The creation of a joint venture by two or more parent companies may also be accompanied by non-competition clauses. The parent companies may undertake not to compete with their joint subsidiary in its field of activity. Such a clause is considered ancillary and legitimate if the joint venture performs on a lasting basis all the functions of an autonomous economic entity ("full function"). Here again, the clause must be proportionate in terms of duration, space and scope if it is to be considered essential to the start-up and proper functioning of the joint venture.

Penalties and legal risks

Violating the rules of competition law exposes a company to major financial and legal risks. A non-competition clause deemed unlawful under antitrust law is subject to two main types of sanction. Firstly, the clause itself is null and void. The judge may declare it null and void, depriving it of all effect. Secondly, and this is the biggest risk, the competition authorities (the Autorité de la Concurrence in France or the European Commission) can impose very heavy fines. These fines can amount to up to 10 % of the total worldwide sales of the group to which the sanctioned company belongs. In addition to the fines, the company may be forced to change its contractual practices and suffer significant damage to its image.

——————

» **What you need to do**
(a) Answer these questions on the passage on non-competition clauses:
(i) Under what condition is a parent companies' non-competition clause toward their joint venture considered ancillary and legitimate?
(ii) Which two competition authorities does the passage name?
(iii) Up to what amount can the fines reach?
(b) Summarize the passage on non-competition clauses in two sentences.
(c) Reproduce word for word the stretch of the passage on non-competition clauses from "The creation of" through "the joint venture.".
Rely only on the passage on non-competition clauses, with no outside sources.

» **Recorded data**
——————

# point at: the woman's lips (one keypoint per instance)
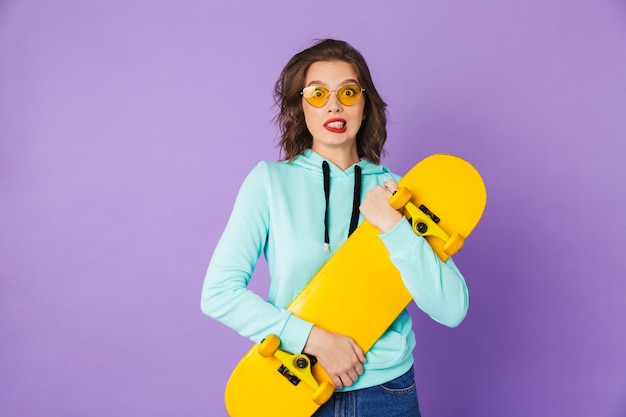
(335, 125)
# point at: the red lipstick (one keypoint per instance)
(335, 125)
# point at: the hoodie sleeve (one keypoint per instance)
(225, 296)
(437, 287)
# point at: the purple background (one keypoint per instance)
(126, 128)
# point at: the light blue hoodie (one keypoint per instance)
(280, 211)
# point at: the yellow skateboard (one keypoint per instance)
(444, 198)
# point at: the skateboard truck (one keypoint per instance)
(424, 222)
(296, 368)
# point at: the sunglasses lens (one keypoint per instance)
(316, 96)
(349, 94)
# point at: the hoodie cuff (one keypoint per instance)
(398, 239)
(295, 334)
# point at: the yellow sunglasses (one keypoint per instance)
(348, 95)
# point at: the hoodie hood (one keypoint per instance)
(317, 165)
(312, 161)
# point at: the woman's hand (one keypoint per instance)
(376, 208)
(340, 356)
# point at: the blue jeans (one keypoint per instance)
(396, 398)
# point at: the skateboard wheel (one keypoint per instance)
(269, 345)
(302, 362)
(400, 198)
(454, 244)
(323, 393)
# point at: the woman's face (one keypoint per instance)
(334, 125)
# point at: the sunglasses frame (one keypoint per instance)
(315, 87)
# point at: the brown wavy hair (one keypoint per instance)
(295, 137)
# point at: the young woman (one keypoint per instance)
(299, 211)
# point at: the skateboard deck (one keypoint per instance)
(444, 198)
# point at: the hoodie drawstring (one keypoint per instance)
(356, 202)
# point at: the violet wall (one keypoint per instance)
(126, 128)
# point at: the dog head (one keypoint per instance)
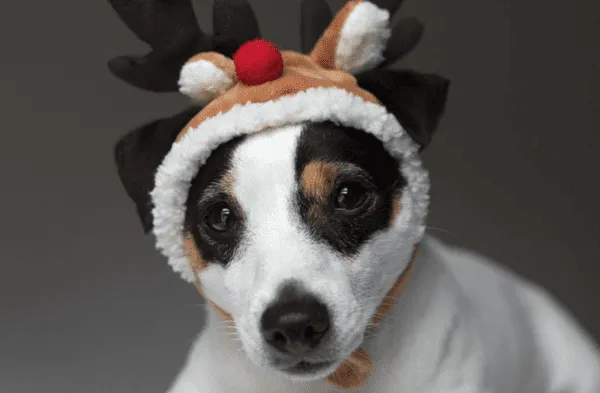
(296, 216)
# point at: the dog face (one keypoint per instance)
(300, 232)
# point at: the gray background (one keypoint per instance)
(86, 303)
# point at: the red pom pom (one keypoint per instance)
(258, 61)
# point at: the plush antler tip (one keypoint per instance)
(258, 61)
(203, 80)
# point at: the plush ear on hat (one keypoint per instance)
(362, 35)
(417, 100)
(206, 76)
(138, 155)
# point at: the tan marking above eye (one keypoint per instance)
(396, 209)
(196, 261)
(227, 183)
(318, 178)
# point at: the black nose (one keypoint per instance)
(296, 322)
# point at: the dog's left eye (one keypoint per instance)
(351, 197)
(219, 218)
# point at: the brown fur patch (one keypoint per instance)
(318, 178)
(300, 73)
(227, 183)
(325, 48)
(353, 372)
(197, 263)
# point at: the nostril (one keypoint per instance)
(296, 323)
(315, 332)
(276, 338)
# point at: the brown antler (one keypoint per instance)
(171, 30)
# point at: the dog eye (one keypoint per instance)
(351, 196)
(219, 218)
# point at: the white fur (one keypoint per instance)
(463, 325)
(203, 81)
(181, 164)
(363, 38)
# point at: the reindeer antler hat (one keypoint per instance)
(242, 84)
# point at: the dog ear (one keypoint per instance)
(139, 154)
(417, 100)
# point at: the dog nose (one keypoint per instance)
(295, 323)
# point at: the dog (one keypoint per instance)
(461, 324)
(294, 198)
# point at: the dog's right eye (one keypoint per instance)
(219, 218)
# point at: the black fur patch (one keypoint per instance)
(206, 192)
(327, 142)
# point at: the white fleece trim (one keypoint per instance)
(363, 38)
(203, 81)
(182, 163)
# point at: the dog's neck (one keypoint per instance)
(428, 332)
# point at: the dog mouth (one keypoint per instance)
(305, 368)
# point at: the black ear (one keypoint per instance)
(138, 155)
(417, 100)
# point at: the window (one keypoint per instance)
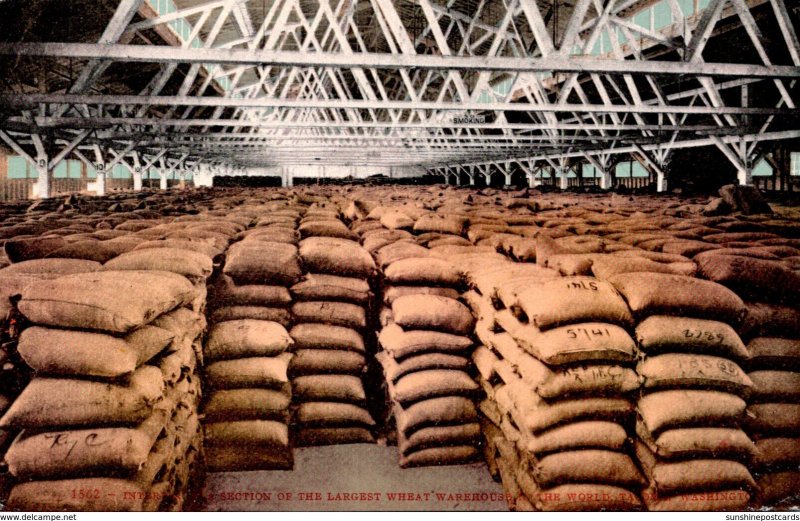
(762, 168)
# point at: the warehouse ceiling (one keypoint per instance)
(434, 83)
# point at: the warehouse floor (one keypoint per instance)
(354, 477)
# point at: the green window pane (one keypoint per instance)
(762, 168)
(642, 19)
(73, 169)
(662, 15)
(60, 171)
(639, 170)
(17, 167)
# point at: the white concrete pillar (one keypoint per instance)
(137, 178)
(661, 182)
(563, 181)
(745, 176)
(100, 183)
(605, 180)
(43, 184)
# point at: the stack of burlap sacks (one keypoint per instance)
(425, 338)
(774, 405)
(14, 372)
(332, 303)
(690, 441)
(247, 408)
(110, 419)
(772, 328)
(557, 367)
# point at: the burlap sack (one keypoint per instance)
(606, 266)
(333, 313)
(114, 301)
(663, 294)
(81, 353)
(585, 497)
(573, 300)
(778, 419)
(393, 370)
(587, 466)
(75, 453)
(581, 342)
(402, 344)
(392, 293)
(457, 455)
(257, 262)
(332, 414)
(333, 436)
(190, 264)
(330, 287)
(433, 383)
(247, 404)
(325, 336)
(662, 334)
(244, 338)
(98, 495)
(533, 414)
(423, 271)
(678, 370)
(693, 475)
(336, 257)
(259, 433)
(698, 442)
(575, 435)
(767, 352)
(689, 408)
(240, 458)
(51, 266)
(262, 371)
(450, 410)
(281, 316)
(338, 388)
(431, 312)
(400, 250)
(225, 293)
(59, 402)
(775, 386)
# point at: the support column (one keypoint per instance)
(42, 188)
(137, 178)
(605, 180)
(100, 182)
(561, 172)
(661, 182)
(745, 175)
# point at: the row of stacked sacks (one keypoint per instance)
(246, 413)
(558, 367)
(332, 312)
(773, 333)
(425, 337)
(109, 420)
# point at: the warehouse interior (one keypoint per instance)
(449, 255)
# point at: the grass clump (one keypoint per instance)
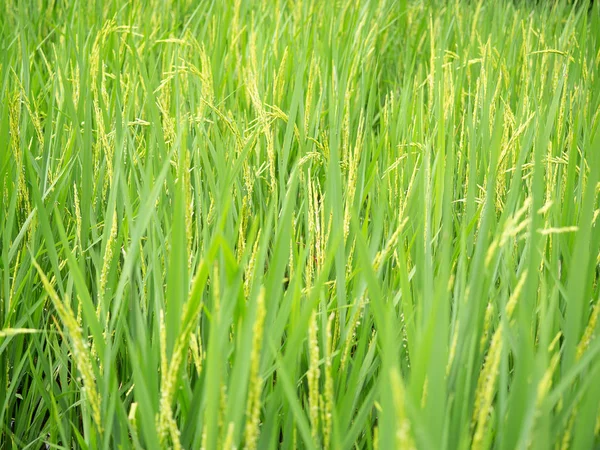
(299, 225)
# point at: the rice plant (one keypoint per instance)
(299, 224)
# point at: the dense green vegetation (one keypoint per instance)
(299, 224)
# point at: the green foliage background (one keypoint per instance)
(299, 224)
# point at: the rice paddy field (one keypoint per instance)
(299, 224)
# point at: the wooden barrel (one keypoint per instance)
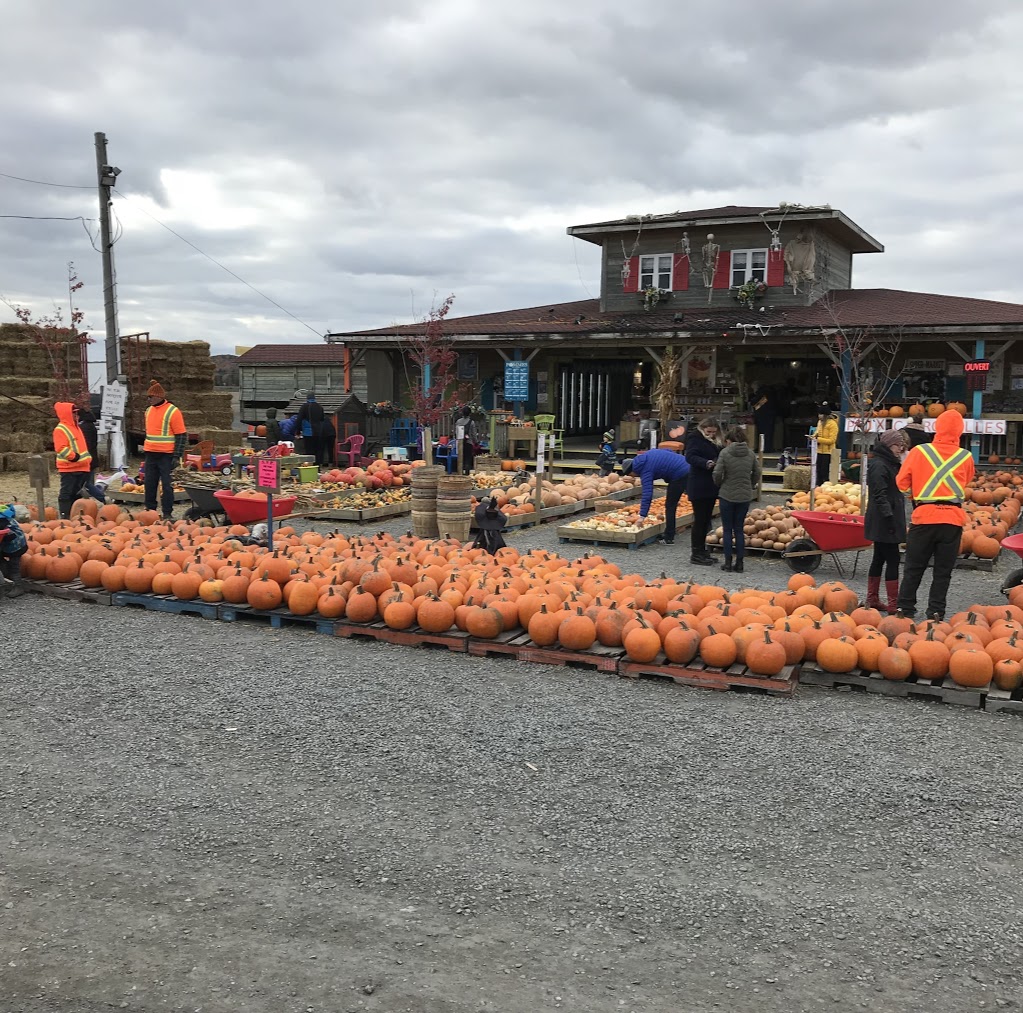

——————

» **Outputs in order**
(a)
(i) The joint venture must perform on a lasting basis all the functions of an autonomous economic entity ("full function").
(ii) The Autorité de la Concurrence in France and the European Commission.
(iii) Up to 10 % of the total worldwide sales of the group to which the sanctioned company belongs.

(b) Parent companies forming a joint venture may undertake not to compete with it, and such a clause is ancillary and legitimate if the joint venture is "full function" and the clause is proportionate in duration, space and scope. A non-competition clause that is unlawful under antitrust law is null and void, and competition authorities can impose fines of up to 10 % of the group's total worldwide sales, while the company may also be forced to change its contractual practices and suffer damage to its image.

(c)
The creation of a joint venture by two or more parent companies may also be accompanied by non-competition clauses. The parent companies may undertake not to compete with their joint subsidiary in its field of activity. Such a clause is considered ancillary and legitimate if the joint venture performs on a lasting basis all the functions of an autonomous economic entity ("full function"). Here again, the clause must be proportionate in terms of duration, space and scope if it is to be considered essential to the start-up and proper functioning of the joint venture.